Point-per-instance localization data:
- Opening Delimiter -

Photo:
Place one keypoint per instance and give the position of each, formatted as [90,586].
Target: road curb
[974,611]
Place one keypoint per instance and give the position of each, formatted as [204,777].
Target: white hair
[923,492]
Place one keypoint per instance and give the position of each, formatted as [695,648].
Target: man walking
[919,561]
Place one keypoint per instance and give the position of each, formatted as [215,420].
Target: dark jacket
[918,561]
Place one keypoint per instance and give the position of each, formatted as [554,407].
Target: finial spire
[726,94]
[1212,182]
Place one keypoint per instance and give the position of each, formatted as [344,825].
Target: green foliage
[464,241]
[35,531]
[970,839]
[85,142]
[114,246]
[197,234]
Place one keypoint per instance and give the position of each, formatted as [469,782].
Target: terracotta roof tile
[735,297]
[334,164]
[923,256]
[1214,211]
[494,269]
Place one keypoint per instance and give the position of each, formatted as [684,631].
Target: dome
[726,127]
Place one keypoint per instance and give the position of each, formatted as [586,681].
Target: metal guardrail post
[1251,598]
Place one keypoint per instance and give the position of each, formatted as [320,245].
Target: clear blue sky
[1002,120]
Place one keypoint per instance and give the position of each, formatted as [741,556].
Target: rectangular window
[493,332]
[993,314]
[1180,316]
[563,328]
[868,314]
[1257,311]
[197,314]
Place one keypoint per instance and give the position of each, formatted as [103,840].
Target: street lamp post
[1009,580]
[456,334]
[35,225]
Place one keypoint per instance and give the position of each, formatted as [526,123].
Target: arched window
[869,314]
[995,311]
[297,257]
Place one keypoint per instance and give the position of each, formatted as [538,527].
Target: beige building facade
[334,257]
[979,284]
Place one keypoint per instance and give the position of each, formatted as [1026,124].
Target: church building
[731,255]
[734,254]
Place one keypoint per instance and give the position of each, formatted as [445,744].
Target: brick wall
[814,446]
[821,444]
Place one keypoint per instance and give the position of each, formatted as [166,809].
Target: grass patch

- Closing Delimiter -

**Work request:**
Set down all the entries again, word for word.

**Answer to the problem:**
Photo:
Place one keypoint per instance and give the position of each, formatted as [90,586].
Target: road curb
[974,611]
Place one keypoint per instance and give the position of each, formatted as [204,777].
Target: white hair
[923,492]
Place one keypoint per instance and give the position of each, formatted as [695,648].
Target: man walking
[919,561]
Place one keypoint per instance and give the position of each, formatted as [215,420].
Target: dark jacket
[918,561]
Place one keypoint per instance and give the position of each, formatted as [554,407].
Target: finial spire
[726,94]
[1212,182]
Place one keypoint per instance and give the position of each, formatted as [344,825].
Target: green foliage
[464,241]
[35,531]
[970,839]
[85,142]
[114,246]
[197,234]
Place one keypoint per instance and give the position of each, formatted as [469,782].
Target: terracotta roof tile
[735,297]
[334,164]
[923,256]
[1214,211]
[494,269]
Place one keypoint per instance and give the position of each, formatted as [684,631].
Target: dome
[726,127]
Place one keypoint per instance and give the position of each, formatted as [586,681].
Target: metal guardrail post
[1251,598]
Place one keypoint per instance and give the position of each, formatted as [320,245].
Target: clear blue sky
[1002,120]
Place one keypoint per instance and give the position of each, formatted as [741,556].
Target: rectangular window
[493,332]
[993,314]
[1180,316]
[563,328]
[868,314]
[1257,311]
[197,314]
Place one keypoint per instance and give the position of each, formatted as [103,840].
Target: street lamp post
[1009,580]
[456,334]
[35,225]
Place one keypoint per instance and give the position of each, formatted as [526,123].
Target: arched window
[869,314]
[995,311]
[297,257]
Place one keypoint per instance and give the position of each, formatted as [538,527].
Target: beige building facade
[334,257]
[979,284]
Place one keypoint per instance and give the position of each, formatted as [1026,124].
Target: church building
[731,255]
[734,254]
Place one keypoint per instance and give the position of each, formatted as [445,744].
Target: brick wall
[814,446]
[821,444]
Place one keypoint per instance and give the position of each, formatted as [166,809].
Target: grass patch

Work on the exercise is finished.